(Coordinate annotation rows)
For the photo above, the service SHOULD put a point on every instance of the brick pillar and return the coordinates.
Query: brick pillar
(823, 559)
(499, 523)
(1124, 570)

Written task:
Return the lines of all the rows above, unchanged and in the same order.

Exercise result:
For the photo above, the service SHOULD put a point on every instance of the brick pillar and return the coordinates.
Query: brick pillar
(823, 559)
(499, 523)
(1124, 570)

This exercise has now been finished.